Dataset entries
•••

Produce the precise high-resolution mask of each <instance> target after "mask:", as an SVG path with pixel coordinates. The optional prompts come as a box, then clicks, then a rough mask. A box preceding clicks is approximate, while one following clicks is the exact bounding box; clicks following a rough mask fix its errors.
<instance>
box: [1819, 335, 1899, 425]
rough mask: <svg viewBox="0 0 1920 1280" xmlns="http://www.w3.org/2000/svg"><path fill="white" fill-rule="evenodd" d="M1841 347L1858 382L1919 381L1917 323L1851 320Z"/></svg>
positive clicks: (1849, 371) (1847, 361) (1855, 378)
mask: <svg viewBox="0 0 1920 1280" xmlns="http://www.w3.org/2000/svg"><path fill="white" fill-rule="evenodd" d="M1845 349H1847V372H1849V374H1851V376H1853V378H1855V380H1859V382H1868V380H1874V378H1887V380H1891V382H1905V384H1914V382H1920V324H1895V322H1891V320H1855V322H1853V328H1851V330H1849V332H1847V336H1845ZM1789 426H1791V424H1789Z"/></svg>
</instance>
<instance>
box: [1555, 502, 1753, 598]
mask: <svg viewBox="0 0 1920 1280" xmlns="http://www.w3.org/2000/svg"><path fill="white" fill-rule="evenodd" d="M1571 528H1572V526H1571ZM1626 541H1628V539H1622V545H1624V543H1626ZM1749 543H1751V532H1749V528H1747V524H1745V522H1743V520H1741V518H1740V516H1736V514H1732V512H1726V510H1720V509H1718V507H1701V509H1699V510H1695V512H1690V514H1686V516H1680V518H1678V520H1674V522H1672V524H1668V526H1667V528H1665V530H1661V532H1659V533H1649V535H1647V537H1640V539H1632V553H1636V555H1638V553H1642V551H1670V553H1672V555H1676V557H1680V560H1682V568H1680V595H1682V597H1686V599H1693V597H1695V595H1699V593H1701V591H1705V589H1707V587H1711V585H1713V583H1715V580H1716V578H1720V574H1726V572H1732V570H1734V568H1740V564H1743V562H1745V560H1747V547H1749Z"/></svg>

•••

| Exercise directions |
Go through the records above and copy each line where "instance" is found.

| Your response |
Produce the precise high-resolution mask of each <instance> target after "mask:", as an SVG path with pixel coordinates. The optional prompts come as a box, then clicks, then a rough mask. A box preceding clicks is approximate, while one following clicks is the exact bounding box; clicks following a rough mask fix its errors.
<instance>
</instance>
<instance>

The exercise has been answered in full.